══ Excerpted text
The rest of us remained high peaks conquerors in the realms of our imagination, opting for gentle walks in valleys covered with wildflowers, and gazing with envy at snow covered peaks - looming like impregnable fortresses in the backdrop.


“Life is way too short to deprive oneself of those rare forays into the extraordinary”, said the little voice in my head without missing a beat. After all, aren’t we all hedonists at heart? Men/women devoted to the pursuit of pleasures...


The mighty Himalayas were all of a sudden looming like sand castles on a sun-soaked beach and the sea was at its most serene. It was time to set sail. 


The lord Buddha was born in Nepal. Incidentally, 81% of the Nepalese are Hindus, due to the country’s close proximity and ties with India. 10% practice Buddhism, consisting mainly of Tibetan and Burmese ethnicities who live in the mountain villages. In Nepal however, religion is not just a set of beliefs and accompanying rituals, passed on from generation to generation. Its a complex intermingling of traditions, festivals, faiths, and doctrines that have permeated every strata of Nepalese society to become the very heartbeat of the nation. It is an intricate and beautiful tapestry, where Hinduism, Buddhism, and other beliefs are woven together, with the threads of tolerance and harmony.
════
══ Supplied material
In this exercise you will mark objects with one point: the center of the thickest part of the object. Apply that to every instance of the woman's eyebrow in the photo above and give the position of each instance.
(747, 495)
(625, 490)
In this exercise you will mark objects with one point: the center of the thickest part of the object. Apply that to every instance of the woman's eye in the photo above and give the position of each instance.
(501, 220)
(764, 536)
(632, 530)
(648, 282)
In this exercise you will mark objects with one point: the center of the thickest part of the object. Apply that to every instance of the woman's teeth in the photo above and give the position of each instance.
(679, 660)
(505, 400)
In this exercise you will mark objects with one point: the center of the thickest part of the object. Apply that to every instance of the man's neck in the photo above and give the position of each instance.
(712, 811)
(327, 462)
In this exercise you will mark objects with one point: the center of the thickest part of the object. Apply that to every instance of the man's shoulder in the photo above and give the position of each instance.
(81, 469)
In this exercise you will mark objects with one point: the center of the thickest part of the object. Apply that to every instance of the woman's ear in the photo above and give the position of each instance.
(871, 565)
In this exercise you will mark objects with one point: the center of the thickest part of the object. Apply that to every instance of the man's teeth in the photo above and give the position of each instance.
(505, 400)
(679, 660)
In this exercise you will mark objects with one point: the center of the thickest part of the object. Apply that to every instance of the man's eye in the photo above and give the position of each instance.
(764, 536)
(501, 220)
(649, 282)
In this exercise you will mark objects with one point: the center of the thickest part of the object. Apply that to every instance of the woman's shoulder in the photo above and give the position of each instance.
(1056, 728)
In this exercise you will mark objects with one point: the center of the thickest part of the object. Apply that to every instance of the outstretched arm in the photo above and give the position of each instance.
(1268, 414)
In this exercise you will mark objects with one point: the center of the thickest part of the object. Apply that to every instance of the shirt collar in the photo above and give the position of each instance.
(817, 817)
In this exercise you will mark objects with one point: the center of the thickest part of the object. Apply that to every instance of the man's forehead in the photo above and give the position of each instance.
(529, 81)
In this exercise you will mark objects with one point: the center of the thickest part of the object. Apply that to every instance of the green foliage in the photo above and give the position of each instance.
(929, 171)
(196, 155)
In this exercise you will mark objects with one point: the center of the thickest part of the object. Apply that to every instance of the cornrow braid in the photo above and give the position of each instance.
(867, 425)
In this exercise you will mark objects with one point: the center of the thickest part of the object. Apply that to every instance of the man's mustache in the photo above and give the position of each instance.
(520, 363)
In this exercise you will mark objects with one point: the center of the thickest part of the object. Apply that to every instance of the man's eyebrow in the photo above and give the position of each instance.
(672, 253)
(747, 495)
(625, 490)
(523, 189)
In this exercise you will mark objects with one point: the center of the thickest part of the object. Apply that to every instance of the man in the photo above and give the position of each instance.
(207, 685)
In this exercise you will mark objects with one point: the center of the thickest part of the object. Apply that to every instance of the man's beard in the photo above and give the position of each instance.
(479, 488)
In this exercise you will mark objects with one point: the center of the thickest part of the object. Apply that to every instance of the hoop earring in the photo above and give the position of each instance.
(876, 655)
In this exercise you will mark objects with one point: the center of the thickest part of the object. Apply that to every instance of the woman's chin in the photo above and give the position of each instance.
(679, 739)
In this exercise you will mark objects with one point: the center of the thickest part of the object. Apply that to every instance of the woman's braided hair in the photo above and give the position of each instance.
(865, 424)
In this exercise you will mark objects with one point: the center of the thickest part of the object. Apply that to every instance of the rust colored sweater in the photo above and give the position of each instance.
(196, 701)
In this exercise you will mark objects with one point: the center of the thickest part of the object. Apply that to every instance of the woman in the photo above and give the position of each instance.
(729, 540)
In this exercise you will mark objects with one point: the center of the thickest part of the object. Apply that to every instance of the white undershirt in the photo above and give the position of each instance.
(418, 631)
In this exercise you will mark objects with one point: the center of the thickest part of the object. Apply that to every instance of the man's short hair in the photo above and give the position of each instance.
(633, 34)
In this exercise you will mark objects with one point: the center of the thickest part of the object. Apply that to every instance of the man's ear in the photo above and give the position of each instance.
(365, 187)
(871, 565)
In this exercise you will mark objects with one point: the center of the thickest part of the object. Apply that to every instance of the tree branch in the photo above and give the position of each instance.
════
### Problem statement
Retype the part of the Nepal travel passage starting with "The mighty Himalayas" and going on through "tolerance and harmony.". The records come from a separate source.

### Written response
The mighty Himalayas were all of a sudden looming like sand castles on a sun-soaked beach and the sea was at its most serene. It was time to set sail. 


The lord Buddha was born in Nepal. Incidentally, 81% of the Nepalese are Hindus, due to the country’s close proximity and ties with India. 10% practice Buddhism, consisting mainly of Tibetan and Burmese ethnicities who live in the mountain villages. In Nepal however, religion is not just a set of beliefs and accompanying rituals, passed on from generation to generation. Its a complex intermingling of traditions, festivals, faiths, and doctrines that have permeated every strata of Nepalese society to become the very heartbeat of the nation. It is an intricate and beautiful tapestry, where Hinduism, Buddhism, and other beliefs are woven together, with the threads of tolerance and harmony.